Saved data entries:
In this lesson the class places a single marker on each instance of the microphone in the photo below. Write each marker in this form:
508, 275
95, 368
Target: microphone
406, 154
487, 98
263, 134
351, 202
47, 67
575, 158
...
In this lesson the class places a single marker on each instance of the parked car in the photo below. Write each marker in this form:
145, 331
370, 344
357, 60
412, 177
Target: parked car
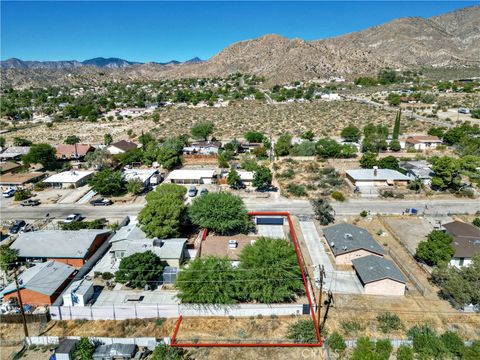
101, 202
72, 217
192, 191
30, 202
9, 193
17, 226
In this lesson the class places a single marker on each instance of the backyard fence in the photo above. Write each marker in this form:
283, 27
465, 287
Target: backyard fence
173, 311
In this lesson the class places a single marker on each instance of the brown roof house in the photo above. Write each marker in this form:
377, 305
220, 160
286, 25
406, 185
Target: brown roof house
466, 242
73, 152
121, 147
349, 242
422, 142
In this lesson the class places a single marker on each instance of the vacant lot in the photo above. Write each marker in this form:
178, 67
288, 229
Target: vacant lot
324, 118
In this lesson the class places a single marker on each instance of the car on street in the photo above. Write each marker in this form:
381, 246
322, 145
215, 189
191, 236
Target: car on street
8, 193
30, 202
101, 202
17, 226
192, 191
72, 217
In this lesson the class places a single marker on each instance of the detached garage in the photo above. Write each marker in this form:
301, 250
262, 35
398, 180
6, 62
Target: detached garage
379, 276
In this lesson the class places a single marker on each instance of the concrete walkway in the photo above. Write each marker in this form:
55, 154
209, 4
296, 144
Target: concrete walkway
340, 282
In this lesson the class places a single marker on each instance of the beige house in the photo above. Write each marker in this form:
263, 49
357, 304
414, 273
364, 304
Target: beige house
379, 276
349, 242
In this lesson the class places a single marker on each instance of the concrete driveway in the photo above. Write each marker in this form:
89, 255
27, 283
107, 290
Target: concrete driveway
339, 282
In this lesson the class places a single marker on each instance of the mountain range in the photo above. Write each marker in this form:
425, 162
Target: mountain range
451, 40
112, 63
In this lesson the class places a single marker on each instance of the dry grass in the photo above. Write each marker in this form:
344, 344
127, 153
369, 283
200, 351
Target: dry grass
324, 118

# What the task requires:
List each line in the listing above that contains the string "beige", treating uppercase and lowercase letters as different.

# Reply:
In this lesson the class places a single marker on each instance of the beige house in the photo above. Write each marker in this form:
Target: beige house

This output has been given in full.